— What you will do —
Repeat all of the records verbatim.

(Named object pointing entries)
* * * *

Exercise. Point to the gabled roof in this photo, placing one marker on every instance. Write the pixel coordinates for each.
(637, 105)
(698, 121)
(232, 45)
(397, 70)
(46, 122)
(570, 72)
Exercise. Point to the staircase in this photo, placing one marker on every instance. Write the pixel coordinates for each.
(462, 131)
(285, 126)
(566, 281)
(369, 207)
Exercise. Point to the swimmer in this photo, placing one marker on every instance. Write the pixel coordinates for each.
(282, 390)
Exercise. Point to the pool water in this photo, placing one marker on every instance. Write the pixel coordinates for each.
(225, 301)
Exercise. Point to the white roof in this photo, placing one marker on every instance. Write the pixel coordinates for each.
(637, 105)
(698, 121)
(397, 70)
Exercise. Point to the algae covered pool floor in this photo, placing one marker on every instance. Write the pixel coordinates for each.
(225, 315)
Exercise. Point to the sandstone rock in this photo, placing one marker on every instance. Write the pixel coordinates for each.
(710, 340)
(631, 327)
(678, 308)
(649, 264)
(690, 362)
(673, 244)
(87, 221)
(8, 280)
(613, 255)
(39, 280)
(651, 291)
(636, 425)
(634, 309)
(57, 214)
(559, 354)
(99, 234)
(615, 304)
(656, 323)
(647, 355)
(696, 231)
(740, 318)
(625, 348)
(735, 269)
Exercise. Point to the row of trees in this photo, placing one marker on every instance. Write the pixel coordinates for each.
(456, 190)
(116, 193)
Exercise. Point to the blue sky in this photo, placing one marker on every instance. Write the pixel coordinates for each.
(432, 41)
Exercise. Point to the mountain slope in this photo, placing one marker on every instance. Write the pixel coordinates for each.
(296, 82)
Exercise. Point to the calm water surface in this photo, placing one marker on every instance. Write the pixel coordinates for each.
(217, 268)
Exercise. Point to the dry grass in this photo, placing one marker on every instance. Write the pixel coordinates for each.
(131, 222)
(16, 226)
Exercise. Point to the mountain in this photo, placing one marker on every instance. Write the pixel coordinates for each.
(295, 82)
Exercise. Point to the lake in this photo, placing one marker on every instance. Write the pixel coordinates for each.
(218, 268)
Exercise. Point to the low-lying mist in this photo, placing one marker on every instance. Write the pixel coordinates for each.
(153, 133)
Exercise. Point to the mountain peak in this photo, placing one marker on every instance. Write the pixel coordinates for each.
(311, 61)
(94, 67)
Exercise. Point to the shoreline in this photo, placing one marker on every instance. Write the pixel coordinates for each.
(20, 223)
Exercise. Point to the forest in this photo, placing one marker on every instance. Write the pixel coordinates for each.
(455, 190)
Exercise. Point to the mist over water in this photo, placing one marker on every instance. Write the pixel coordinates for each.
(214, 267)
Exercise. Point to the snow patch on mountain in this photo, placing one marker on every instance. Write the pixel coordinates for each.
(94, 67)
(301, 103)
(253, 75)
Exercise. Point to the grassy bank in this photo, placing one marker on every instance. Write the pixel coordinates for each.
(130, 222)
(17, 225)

* * * *

— Expected answer —
Exercise. Point to the gabled roof in this photo, placing one marker on every instance. Write the pixel coordinates for each.
(637, 105)
(698, 121)
(232, 45)
(397, 70)
(46, 122)
(570, 72)
Exercise. Point to the staircase in this photo, placing one marker on every instance. Write the pixel coordinates for each.
(462, 131)
(285, 126)
(566, 281)
(369, 207)
Exercise. Point to the swimmer in this photo, placing one marker on every instance. Write the pixel coordinates for each.
(282, 390)
Exercise. Point to the pool water in this photo, placing one marker on every instance. Write the pixel coordinates for each.
(225, 301)
Exercise. Point to the white roof in this photo, placing one marker on every instance. Write the pixel coordinates for each.
(637, 105)
(698, 121)
(397, 70)
Exercise. Point to the algae covered pool floor in this photo, placing one marker on every instance. Write the pixel coordinates for each.
(225, 315)
Exercise. Point to the sandstone rock in this photo, placing one marker on every instance. Write the pixel coordinates for each.
(710, 340)
(631, 327)
(678, 308)
(649, 264)
(690, 362)
(673, 244)
(87, 221)
(8, 280)
(613, 255)
(39, 280)
(651, 291)
(636, 425)
(634, 309)
(57, 214)
(559, 354)
(99, 234)
(615, 304)
(656, 323)
(647, 355)
(696, 231)
(740, 318)
(625, 348)
(735, 269)
Exercise. Point to the row of trees in this photo, placing one marker on every instance. Write the pixel coordinates for each.
(456, 190)
(116, 193)
Exercise. Point to the blue sky in this photo, placing one marker on every instance. Write the pixel coordinates for each.
(432, 41)
Exercise. Point to the mountain slope in this photo, placing one marker on every instance. Write the pixel coordinates for each.
(296, 82)
Exercise. Point to the calm water surface in this photo, placing one marker on every instance. Write the pixel coordinates for each.
(217, 268)
Exercise. Point to the dry grass in this photo, placing one marker on every instance. Write the pixel coordinates for each.
(131, 222)
(16, 226)
Exercise. Point to the mountain in this photo, placing one marker on every instance. Write the pixel coordinates for each.
(295, 82)
Exercise. Point to the lake in this photo, placing one marker on every instance. Write the pixel coordinates for each.
(218, 268)
Exercise. Point to the low-lying mist in this photo, placing one marker on every instance. Write the pixel coordinates for each.
(153, 133)
Exercise. Point to the mountain peak in this photo, placing one marker on every instance. Write the pixel coordinates for each.
(311, 61)
(94, 67)
Exercise. Point to the shoreline in this photo, placing one marker on every instance. Write the pixel coordinates for each.
(20, 223)
Exercise. Point to the forest in this photo, placing one marker on every instance. Write the pixel coordinates for each.
(455, 190)
Exercise. Point to the mist over water in this photo, placing one marker on every instance. Write the pixel coordinates for each.
(214, 267)
Exercise. Point to the snow patch on mountain in this photo, placing one marker on every instance. Write the pixel coordinates for each.
(94, 67)
(301, 103)
(253, 75)
Exercise. Point to the grassy bank in this photo, placing one marker on every instance. Write the pixel coordinates for each.
(130, 222)
(17, 225)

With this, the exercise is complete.